- Extract:
# Wagner CS8000 HVLP & Latex Paint - First Time



## PatrickIrish (Jan 4, 2014)

I normally brush or roll but have been given an older Wagner CS8000 HVLP with Wagner gun. Of course I cannot find anything online. 

This is a turbine unit right? 

I need to paint a bookcase type inside and out made out of 3/4" sanded plywood. 

I was given a gallon of paint to use. It's Home Depot ultra Behr paint/primer. 

Any tips to get this to come on smooth and semi-gloss? I tried last weekend on MDF and got a very small wrinkle dimple finish. It certainly was not semi-gloss that I thought it would be. 

Thin with water or XIM entender? Any special # needle? It came with two but are loose and I don't know the size.


----------



## JHC (Jun 4, 2010)

I can't find the specs on the unit.

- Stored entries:
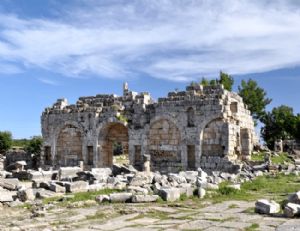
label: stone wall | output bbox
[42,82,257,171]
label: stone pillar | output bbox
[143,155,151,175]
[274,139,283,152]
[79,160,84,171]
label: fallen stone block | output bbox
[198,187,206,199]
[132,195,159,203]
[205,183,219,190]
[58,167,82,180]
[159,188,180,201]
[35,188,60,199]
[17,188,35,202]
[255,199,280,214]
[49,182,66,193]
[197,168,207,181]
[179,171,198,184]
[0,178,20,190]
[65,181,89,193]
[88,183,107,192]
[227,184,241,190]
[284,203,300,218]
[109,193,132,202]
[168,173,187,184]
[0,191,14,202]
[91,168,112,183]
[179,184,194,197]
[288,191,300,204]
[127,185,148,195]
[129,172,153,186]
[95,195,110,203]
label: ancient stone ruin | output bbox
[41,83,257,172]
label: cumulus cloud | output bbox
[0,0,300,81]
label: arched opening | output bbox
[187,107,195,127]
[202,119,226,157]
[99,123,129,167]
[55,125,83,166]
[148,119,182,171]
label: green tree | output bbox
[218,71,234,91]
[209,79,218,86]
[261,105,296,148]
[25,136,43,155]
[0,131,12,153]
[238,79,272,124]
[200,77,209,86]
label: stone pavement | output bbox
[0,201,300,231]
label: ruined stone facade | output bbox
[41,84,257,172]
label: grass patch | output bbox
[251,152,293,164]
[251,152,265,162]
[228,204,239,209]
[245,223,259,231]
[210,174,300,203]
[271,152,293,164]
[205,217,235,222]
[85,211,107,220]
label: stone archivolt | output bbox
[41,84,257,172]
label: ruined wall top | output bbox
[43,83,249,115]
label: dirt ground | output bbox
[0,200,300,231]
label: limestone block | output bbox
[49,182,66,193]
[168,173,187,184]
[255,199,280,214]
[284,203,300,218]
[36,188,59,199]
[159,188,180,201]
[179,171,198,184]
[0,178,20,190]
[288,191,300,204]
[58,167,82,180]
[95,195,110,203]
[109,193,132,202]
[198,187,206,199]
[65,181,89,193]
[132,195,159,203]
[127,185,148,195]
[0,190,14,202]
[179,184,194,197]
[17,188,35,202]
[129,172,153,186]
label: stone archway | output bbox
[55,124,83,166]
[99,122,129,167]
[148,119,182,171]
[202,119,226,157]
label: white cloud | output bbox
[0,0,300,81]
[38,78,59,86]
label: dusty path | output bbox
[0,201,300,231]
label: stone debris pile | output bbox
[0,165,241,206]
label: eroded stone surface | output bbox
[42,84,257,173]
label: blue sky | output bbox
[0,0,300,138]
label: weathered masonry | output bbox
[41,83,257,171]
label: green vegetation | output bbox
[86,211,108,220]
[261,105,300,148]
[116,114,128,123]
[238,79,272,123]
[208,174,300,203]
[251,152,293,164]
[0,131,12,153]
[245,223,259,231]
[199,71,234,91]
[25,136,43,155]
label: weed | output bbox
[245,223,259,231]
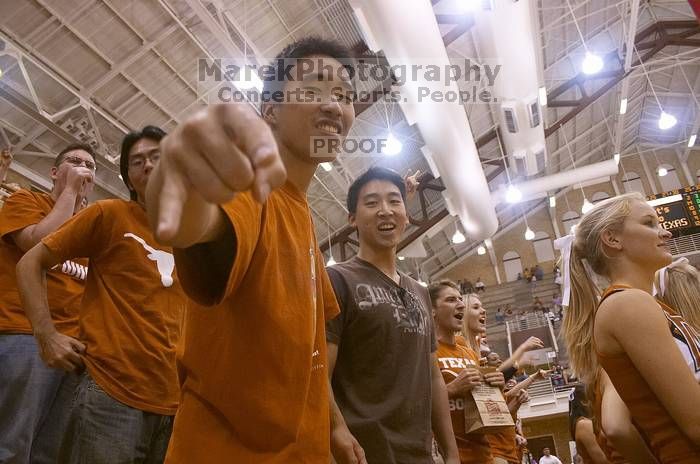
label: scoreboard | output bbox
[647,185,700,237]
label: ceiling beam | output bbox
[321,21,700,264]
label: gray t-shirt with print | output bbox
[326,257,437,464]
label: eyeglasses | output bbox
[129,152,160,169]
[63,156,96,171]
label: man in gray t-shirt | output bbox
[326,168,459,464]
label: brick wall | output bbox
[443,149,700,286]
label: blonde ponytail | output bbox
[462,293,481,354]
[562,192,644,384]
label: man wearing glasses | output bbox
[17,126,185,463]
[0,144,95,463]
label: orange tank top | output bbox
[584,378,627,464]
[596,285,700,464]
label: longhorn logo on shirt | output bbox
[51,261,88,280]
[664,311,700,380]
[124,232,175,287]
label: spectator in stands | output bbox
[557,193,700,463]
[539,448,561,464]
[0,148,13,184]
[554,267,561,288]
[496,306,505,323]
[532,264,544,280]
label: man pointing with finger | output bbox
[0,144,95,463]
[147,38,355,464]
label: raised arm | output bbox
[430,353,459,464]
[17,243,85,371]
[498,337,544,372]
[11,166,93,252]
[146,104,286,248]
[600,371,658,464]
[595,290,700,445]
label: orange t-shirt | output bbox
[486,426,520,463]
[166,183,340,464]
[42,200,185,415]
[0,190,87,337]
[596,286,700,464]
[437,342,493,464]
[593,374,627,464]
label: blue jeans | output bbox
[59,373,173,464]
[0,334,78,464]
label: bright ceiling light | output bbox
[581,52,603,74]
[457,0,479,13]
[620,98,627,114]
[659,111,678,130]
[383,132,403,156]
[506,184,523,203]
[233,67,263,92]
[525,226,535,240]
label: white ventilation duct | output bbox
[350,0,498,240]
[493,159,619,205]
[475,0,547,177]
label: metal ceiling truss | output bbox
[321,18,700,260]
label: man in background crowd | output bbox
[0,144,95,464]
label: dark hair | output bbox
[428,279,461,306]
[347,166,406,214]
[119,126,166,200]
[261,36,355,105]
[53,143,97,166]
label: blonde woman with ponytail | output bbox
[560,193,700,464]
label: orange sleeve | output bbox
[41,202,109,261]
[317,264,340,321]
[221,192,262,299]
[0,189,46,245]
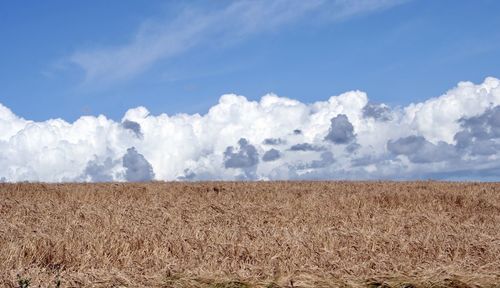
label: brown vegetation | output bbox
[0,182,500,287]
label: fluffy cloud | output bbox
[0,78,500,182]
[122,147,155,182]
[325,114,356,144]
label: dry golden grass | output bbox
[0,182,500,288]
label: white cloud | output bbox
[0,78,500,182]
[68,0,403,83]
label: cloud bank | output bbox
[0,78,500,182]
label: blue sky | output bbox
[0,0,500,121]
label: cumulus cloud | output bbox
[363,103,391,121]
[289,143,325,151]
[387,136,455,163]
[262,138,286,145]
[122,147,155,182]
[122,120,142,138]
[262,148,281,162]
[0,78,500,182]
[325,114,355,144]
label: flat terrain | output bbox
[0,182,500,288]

- The task:
Continue the forum thread about spraying latex paint with the Wagner CS8000 HVLP from the point where it stops.

- Reply to the task:
It sounds like you will have to reduce way past spec 10% to get a smooth finish with no orange peel. Keep reducing until you have the desired finish and see if you test piece will be durable enough.


----------



## Caslon (Dec 15, 2007)

The latex may swell the wood grain if it's not a hardwood plywood.


----------



## Damon T (Oct 13, 2008)

Use the larger of the two needle setups. 
May be hard to get it to atomize latex well. Especially a thicker product. May be better off using a mohair roller cover. But give it a shot.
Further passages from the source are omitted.